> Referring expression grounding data
--- --- ---
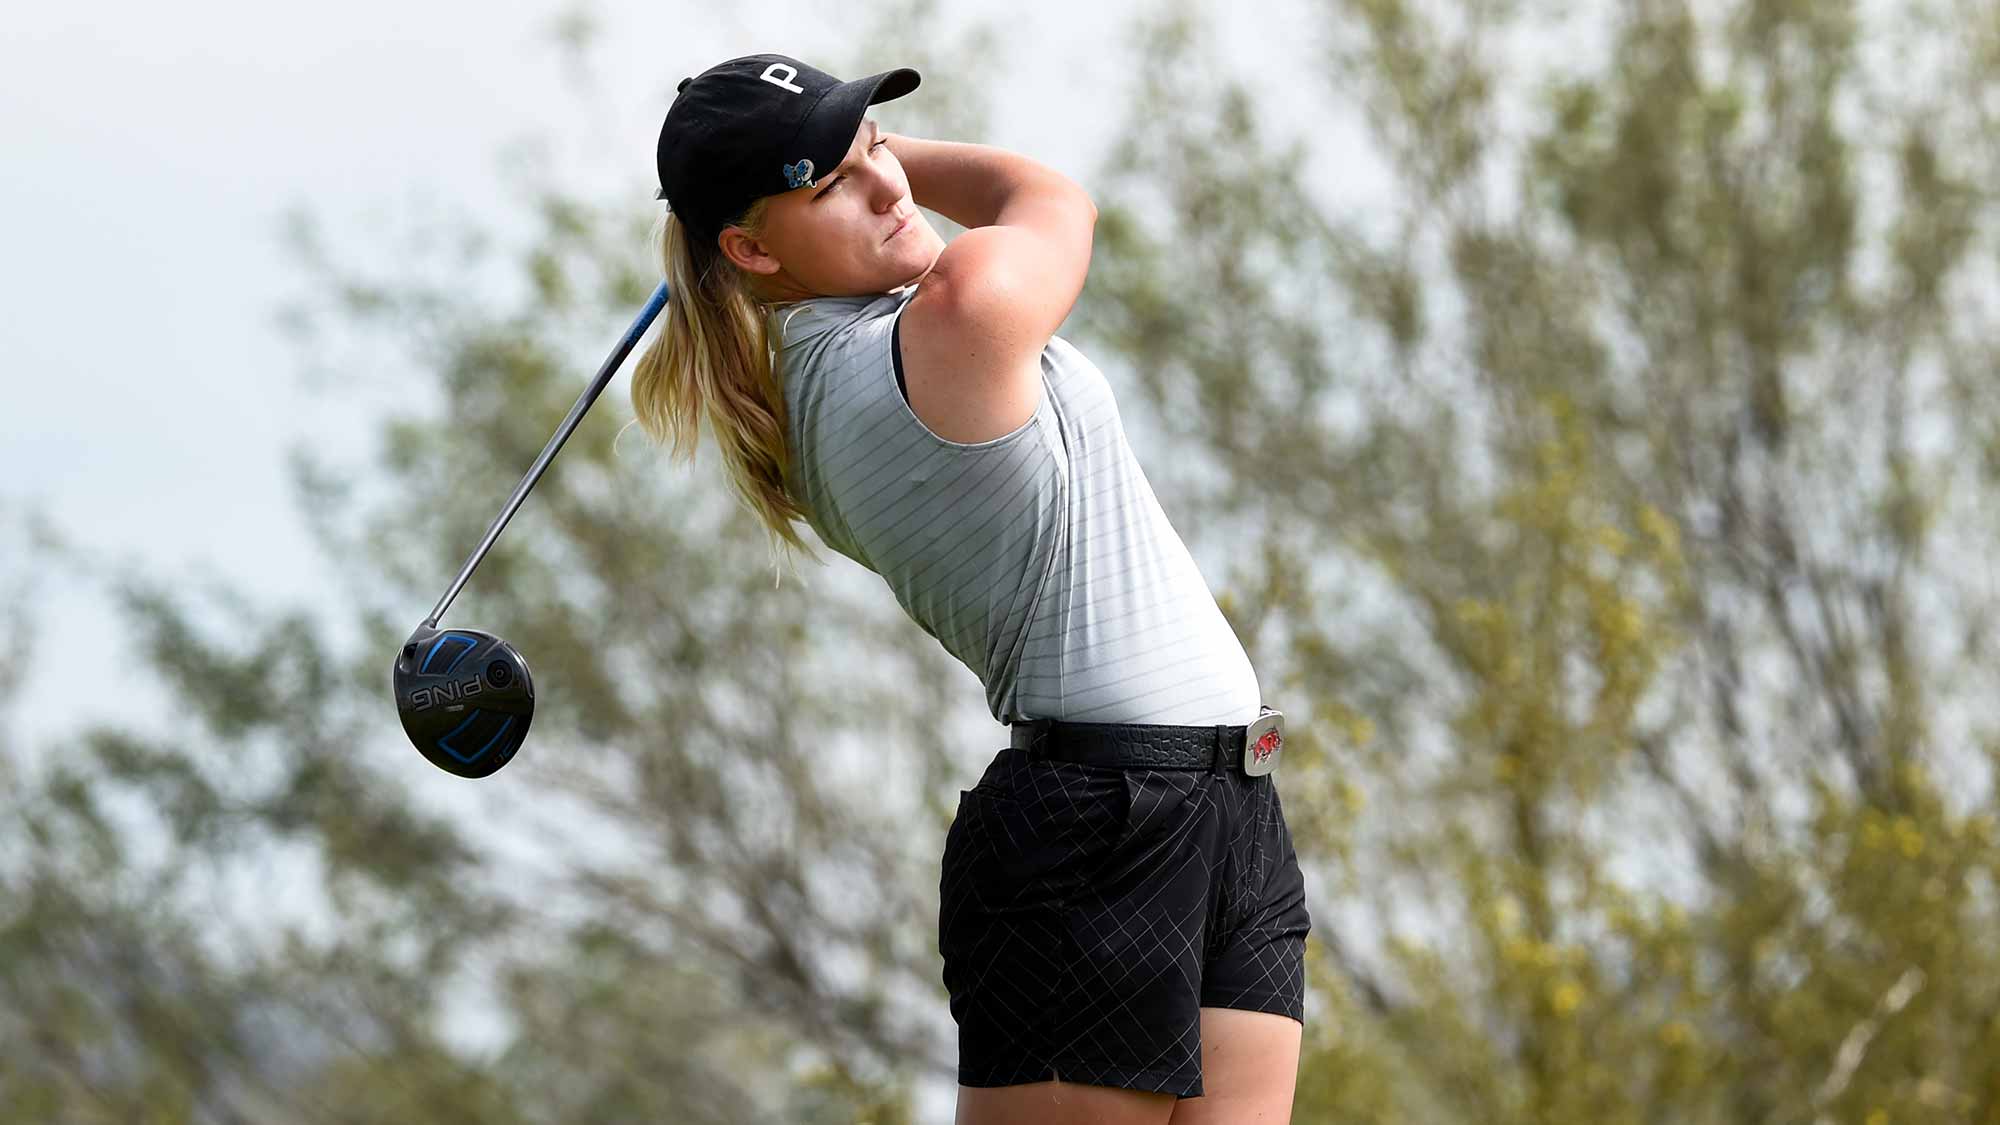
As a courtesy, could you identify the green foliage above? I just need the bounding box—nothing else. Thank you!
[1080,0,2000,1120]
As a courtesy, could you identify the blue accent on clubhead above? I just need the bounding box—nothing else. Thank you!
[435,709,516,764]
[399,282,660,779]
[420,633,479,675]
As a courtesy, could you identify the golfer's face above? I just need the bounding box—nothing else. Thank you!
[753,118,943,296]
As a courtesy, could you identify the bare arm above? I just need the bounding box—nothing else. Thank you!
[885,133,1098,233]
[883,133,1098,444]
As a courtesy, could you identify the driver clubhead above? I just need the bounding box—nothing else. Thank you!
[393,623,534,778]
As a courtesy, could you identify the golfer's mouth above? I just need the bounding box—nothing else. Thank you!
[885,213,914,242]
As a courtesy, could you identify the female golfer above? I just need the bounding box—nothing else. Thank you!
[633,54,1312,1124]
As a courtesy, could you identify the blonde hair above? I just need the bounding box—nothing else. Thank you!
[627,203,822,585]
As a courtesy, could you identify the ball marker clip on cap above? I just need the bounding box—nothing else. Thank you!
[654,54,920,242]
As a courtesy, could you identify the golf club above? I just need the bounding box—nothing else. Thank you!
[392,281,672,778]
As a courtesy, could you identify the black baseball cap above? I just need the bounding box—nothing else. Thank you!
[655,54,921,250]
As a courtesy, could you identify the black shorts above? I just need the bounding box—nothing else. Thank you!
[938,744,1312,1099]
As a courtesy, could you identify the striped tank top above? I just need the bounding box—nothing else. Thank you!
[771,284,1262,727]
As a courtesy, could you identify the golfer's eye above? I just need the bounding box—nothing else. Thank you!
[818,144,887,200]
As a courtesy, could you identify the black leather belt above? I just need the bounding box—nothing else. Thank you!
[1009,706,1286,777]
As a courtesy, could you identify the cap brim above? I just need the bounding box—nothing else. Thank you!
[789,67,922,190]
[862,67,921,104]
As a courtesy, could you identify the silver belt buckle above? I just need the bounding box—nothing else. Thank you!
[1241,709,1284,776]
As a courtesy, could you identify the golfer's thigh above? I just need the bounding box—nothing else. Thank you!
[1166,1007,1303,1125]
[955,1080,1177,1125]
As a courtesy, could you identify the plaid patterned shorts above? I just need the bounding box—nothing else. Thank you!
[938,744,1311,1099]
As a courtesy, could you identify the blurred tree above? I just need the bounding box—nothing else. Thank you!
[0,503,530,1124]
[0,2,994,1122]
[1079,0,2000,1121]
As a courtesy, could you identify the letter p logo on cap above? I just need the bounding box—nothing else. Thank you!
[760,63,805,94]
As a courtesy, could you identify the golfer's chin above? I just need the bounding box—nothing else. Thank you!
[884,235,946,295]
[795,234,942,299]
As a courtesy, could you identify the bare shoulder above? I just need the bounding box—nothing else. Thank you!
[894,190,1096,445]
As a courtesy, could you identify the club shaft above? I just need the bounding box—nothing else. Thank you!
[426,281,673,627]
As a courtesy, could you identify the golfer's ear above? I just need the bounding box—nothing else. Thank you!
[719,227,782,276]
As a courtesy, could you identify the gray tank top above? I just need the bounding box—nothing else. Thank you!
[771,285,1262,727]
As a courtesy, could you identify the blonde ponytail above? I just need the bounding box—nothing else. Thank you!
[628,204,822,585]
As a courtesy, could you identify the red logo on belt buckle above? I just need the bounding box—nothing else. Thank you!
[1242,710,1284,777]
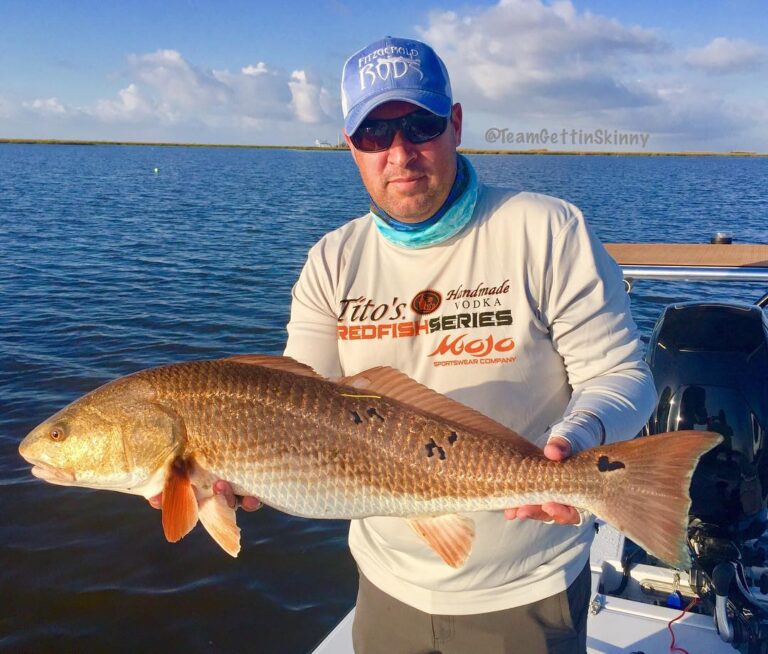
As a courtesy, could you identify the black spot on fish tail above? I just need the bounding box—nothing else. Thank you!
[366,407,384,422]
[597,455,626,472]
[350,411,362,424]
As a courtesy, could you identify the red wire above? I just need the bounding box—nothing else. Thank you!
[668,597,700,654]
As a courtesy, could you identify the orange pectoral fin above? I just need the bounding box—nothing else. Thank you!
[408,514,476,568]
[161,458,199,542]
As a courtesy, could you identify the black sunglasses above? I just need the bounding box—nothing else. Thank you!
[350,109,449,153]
--- --- ---
Print all of the data exactly, and do not carry over any pictures.

> Exercise response
As a courtesy, could you identify the green foliage above? I just need the bounding box—nothing else. Thank you!
[1080,0,2000,1120]
As a courtesy, could you identify the blue accent on clubhead above? I just need the bounding box—nothing else. Thank you!
[435,709,516,764]
[399,282,660,779]
[420,633,479,675]
As a courtesy, could you identify the golfer's face above? I just need the bounding box—nothing else. Thank you!
[753,118,943,296]
As a courtesy, could you identify the bare arm above? I just need the bounding box—nothing else. Thank you!
[885,133,1098,233]
[883,133,1098,444]
As a courtesy, could you identify the driver clubhead above? I just need the bounding box—nothing else. Thank you!
[393,623,534,778]
As a courtesy, could you identify the golfer's mouth above? I just need the bounding box—nothing else. Thank you!
[885,213,914,242]
As a courtesy, could you identify the female golfer above? I just need the bounding box—nothing else. Thank you!
[633,54,1312,1124]
As a courtesy, could you identify the blonde hair above? I just need the bounding box—nothing else. Thank you!
[627,203,822,585]
As a courtesy, could you identify the ball marker clip on cap above? I just need the bounding box—nothing else. Thank you!
[654,54,920,242]
As a courtesy, could you identify the golf club above? I just need the bounding box—nothing else. Thank you!
[392,281,672,778]
As a courtesy, could you identify the black baseball cap above? I just need the bounding box—nothing else. Thank you!
[655,54,921,250]
As a courtesy, could you identify the black shorts above? I just need the bounding box—nothing else. Thank you!
[938,744,1312,1099]
As a courtesy, could you identify the striped tank top above? I just need the bounding box—nothing else. Thank you!
[771,284,1262,727]
As a courtesy, could you identify the golfer's eye above? I just need the bounding box—nothing else. Thank you!
[818,144,887,200]
As a courtesy, could you identify the black leather belt above? I just need the bounding box—nothing else. Thank you!
[1009,706,1286,777]
As a courtesy, could you identify the cap brim above? I just need the bounding box—nothing else. Thank you!
[789,67,922,190]
[862,67,921,104]
As a courtesy, could you identify the silver belt buckle above? I just need the bounding box—nothing else. Thank you!
[1241,709,1284,776]
As a courtesy, could you identify the golfer's thigh above? I just need the bounding box—nothing else. Thank you!
[1166,1007,1303,1125]
[955,1080,1177,1125]
As a courtesy, could you identify the plaid patterned shorts above? I just need the bounding box—nothing else. Thank you!
[938,744,1311,1099]
As a courtesy, could you identify the blurred tree above? I just need the bounding box—nothing else. Thank you!
[0,503,530,1124]
[0,2,994,1122]
[1079,0,2000,1121]
As a courtesy, could you identify the letter p logo on cap above? I just need the bounding box—nothing else. Thank you!
[760,63,805,94]
As a courtesy, could you identify the golfer's chin above? I just need the bounding box—nothing else. Thank you!
[884,235,946,295]
[795,234,942,299]
As a courtesy, could you identify the bare shoulder above? I just need the bounding box—nothing else. Thank you!
[894,190,1096,445]
As a courtesy, could you identify the club shaft above? I just need the bounding box—nothing else. Thank you!
[426,281,673,627]
As a courtesy, could you identify the golfer's ear above? I just need the bounding box—nothing else. Thank you!
[719,227,782,276]
As a courtesy, could you identify the gray tank top above? I just need the bounding box—nothing else. Thank you!
[771,285,1262,727]
As a courtesy, could you identify the blonde ponytail above? I just need the bounding box—nothing else. Thank you!
[628,204,822,585]
As a courtesy, could you identify the red logo on belt buckle above? I just need the bounding box—nothing else. Thank you!
[1242,710,1284,777]
As a courtesy, could you identify the black spot on fish tail above? I just need the bounding box—nothing else. Thank you!
[366,407,384,422]
[597,455,626,472]
[350,411,362,424]
As a courtesy, could you identify the red wire above? I just need the bounding box—nothing else. Thank you!
[668,597,700,654]
As a courtesy, could you identify the orange pectoral fin above? I just need the bounding box—nothing else. Thank you!
[408,514,476,568]
[161,458,199,542]
As a courtesy, could you identify the black sunglasses above? I just need the bounding box—nothing else. Thank you!
[350,109,449,153]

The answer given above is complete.